- **WHAT IS EXPECTED**
Write the records out again, precisely as they stand.

- **MATERIAL SHOWN**
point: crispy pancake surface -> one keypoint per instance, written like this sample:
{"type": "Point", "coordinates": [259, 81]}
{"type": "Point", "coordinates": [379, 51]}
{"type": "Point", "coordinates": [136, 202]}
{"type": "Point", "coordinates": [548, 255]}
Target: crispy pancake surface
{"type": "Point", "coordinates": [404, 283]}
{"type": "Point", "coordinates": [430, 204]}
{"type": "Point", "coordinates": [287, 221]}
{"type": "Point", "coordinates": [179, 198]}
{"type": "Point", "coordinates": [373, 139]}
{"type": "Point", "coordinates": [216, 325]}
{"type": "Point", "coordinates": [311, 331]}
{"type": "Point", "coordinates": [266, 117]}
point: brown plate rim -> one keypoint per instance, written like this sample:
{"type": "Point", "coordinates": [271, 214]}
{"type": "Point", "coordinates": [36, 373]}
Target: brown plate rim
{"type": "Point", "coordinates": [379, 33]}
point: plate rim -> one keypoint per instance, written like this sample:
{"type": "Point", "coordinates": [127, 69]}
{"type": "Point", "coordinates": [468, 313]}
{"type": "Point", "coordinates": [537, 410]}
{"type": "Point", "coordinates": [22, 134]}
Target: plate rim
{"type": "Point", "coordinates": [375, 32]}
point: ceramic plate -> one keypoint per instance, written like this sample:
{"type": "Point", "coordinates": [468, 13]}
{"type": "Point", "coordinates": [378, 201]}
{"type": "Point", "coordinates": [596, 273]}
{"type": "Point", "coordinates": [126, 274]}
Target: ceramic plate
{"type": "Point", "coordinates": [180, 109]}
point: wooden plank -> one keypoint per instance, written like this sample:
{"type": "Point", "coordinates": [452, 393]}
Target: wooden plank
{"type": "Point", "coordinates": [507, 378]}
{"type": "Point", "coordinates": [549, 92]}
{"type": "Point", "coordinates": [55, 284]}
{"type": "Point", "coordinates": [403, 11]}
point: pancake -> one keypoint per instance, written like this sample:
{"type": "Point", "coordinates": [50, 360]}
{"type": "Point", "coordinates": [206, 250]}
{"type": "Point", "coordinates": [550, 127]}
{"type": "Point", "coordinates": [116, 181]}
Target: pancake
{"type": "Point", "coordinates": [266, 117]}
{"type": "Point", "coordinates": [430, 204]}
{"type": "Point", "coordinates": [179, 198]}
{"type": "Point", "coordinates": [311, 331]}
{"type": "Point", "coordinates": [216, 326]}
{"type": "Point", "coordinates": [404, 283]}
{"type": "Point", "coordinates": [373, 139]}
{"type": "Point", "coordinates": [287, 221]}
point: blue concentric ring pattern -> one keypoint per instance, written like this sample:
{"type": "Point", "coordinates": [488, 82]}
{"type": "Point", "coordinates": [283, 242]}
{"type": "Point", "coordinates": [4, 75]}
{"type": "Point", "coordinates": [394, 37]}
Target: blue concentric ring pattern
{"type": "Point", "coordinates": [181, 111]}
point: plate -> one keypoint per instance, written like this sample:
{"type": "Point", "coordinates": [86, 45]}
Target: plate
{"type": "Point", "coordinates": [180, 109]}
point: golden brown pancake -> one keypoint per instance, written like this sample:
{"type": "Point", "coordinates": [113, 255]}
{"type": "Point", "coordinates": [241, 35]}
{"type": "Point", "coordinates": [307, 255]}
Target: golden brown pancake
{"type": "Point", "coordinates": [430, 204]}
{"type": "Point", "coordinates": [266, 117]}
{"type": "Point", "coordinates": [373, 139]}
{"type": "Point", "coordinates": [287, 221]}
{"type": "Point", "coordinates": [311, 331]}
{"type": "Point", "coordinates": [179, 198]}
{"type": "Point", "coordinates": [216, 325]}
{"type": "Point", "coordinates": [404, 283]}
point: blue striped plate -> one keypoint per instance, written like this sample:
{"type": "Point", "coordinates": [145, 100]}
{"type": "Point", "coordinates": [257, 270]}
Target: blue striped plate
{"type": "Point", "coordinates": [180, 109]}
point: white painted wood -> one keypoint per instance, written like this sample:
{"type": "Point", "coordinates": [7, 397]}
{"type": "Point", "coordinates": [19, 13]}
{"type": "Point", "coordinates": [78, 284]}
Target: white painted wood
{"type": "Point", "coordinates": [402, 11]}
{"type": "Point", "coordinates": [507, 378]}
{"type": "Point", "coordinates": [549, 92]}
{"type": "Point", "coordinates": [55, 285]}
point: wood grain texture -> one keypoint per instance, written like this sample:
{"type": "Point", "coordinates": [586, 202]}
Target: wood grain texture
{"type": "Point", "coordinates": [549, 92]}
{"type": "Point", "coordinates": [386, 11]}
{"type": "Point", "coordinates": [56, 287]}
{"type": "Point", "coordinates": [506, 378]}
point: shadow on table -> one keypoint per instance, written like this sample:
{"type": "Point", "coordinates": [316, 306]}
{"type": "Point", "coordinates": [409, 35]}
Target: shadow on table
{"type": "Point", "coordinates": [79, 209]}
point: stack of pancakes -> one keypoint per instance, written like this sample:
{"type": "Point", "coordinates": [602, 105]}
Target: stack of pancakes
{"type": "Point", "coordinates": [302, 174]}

- **WRITTEN RESPONSE**
point: crispy pancake surface -> one keypoint per instance, written like this sample:
{"type": "Point", "coordinates": [259, 81]}
{"type": "Point", "coordinates": [379, 51]}
{"type": "Point", "coordinates": [136, 202]}
{"type": "Point", "coordinates": [548, 255]}
Target: crispy pancake surface
{"type": "Point", "coordinates": [404, 283]}
{"type": "Point", "coordinates": [430, 204]}
{"type": "Point", "coordinates": [287, 221]}
{"type": "Point", "coordinates": [179, 198]}
{"type": "Point", "coordinates": [373, 139]}
{"type": "Point", "coordinates": [216, 325]}
{"type": "Point", "coordinates": [311, 331]}
{"type": "Point", "coordinates": [266, 117]}
point: brown plate rim -> one keypoint per instance, written like this sample:
{"type": "Point", "coordinates": [271, 214]}
{"type": "Point", "coordinates": [36, 373]}
Target: brown plate rim
{"type": "Point", "coordinates": [379, 33]}
point: plate rim -> one keypoint per instance, written like this sample:
{"type": "Point", "coordinates": [127, 69]}
{"type": "Point", "coordinates": [468, 313]}
{"type": "Point", "coordinates": [537, 410]}
{"type": "Point", "coordinates": [22, 134]}
Target: plate rim
{"type": "Point", "coordinates": [375, 32]}
point: ceramic plate -> one keypoint per instance, written like this sample:
{"type": "Point", "coordinates": [468, 13]}
{"type": "Point", "coordinates": [378, 201]}
{"type": "Point", "coordinates": [596, 273]}
{"type": "Point", "coordinates": [126, 274]}
Target: ceramic plate
{"type": "Point", "coordinates": [180, 109]}
point: wooden plank -> one keypoint per instance, written like this sample:
{"type": "Point", "coordinates": [452, 393]}
Target: wooden plank
{"type": "Point", "coordinates": [507, 378]}
{"type": "Point", "coordinates": [549, 92]}
{"type": "Point", "coordinates": [55, 284]}
{"type": "Point", "coordinates": [403, 11]}
point: pancake -> one keypoint per instance, written like this sample:
{"type": "Point", "coordinates": [50, 360]}
{"type": "Point", "coordinates": [206, 250]}
{"type": "Point", "coordinates": [550, 127]}
{"type": "Point", "coordinates": [116, 181]}
Target: pancake
{"type": "Point", "coordinates": [266, 117]}
{"type": "Point", "coordinates": [430, 204]}
{"type": "Point", "coordinates": [179, 198]}
{"type": "Point", "coordinates": [311, 331]}
{"type": "Point", "coordinates": [216, 326]}
{"type": "Point", "coordinates": [404, 283]}
{"type": "Point", "coordinates": [373, 139]}
{"type": "Point", "coordinates": [287, 221]}
point: blue concentric ring pattern -> one keypoint per instance, written like this sample:
{"type": "Point", "coordinates": [488, 82]}
{"type": "Point", "coordinates": [283, 242]}
{"type": "Point", "coordinates": [4, 75]}
{"type": "Point", "coordinates": [394, 37]}
Target: blue concentric ring pattern
{"type": "Point", "coordinates": [181, 111]}
point: plate -> one keypoint per instance, written like this sample:
{"type": "Point", "coordinates": [86, 45]}
Target: plate
{"type": "Point", "coordinates": [180, 109]}
point: golden brown pancake -> one keypoint per instance, written like this sample:
{"type": "Point", "coordinates": [113, 255]}
{"type": "Point", "coordinates": [241, 35]}
{"type": "Point", "coordinates": [307, 255]}
Target: golden brown pancake
{"type": "Point", "coordinates": [430, 204]}
{"type": "Point", "coordinates": [266, 117]}
{"type": "Point", "coordinates": [373, 139]}
{"type": "Point", "coordinates": [287, 221]}
{"type": "Point", "coordinates": [311, 331]}
{"type": "Point", "coordinates": [179, 198]}
{"type": "Point", "coordinates": [216, 325]}
{"type": "Point", "coordinates": [404, 283]}
point: blue striped plate -> one keypoint per instance, written like this sample:
{"type": "Point", "coordinates": [145, 100]}
{"type": "Point", "coordinates": [257, 270]}
Target: blue striped plate
{"type": "Point", "coordinates": [180, 109]}
point: white painted wood -> one keypoint per instance, written like this sample:
{"type": "Point", "coordinates": [7, 397]}
{"type": "Point", "coordinates": [19, 13]}
{"type": "Point", "coordinates": [78, 284]}
Target: white painted wood
{"type": "Point", "coordinates": [402, 11]}
{"type": "Point", "coordinates": [507, 378]}
{"type": "Point", "coordinates": [549, 92]}
{"type": "Point", "coordinates": [55, 285]}
point: wood grain texture -> one keypoint per instance, written like this sample:
{"type": "Point", "coordinates": [586, 202]}
Target: wood grain texture
{"type": "Point", "coordinates": [549, 92]}
{"type": "Point", "coordinates": [386, 11]}
{"type": "Point", "coordinates": [56, 287]}
{"type": "Point", "coordinates": [506, 378]}
point: shadow on table -> one keypoint per instance, written like this sample:
{"type": "Point", "coordinates": [316, 306]}
{"type": "Point", "coordinates": [409, 35]}
Target: shadow on table
{"type": "Point", "coordinates": [79, 209]}
point: stack of pancakes -> one keypoint per instance, written like this sample:
{"type": "Point", "coordinates": [602, 105]}
Target: stack of pancakes
{"type": "Point", "coordinates": [302, 174]}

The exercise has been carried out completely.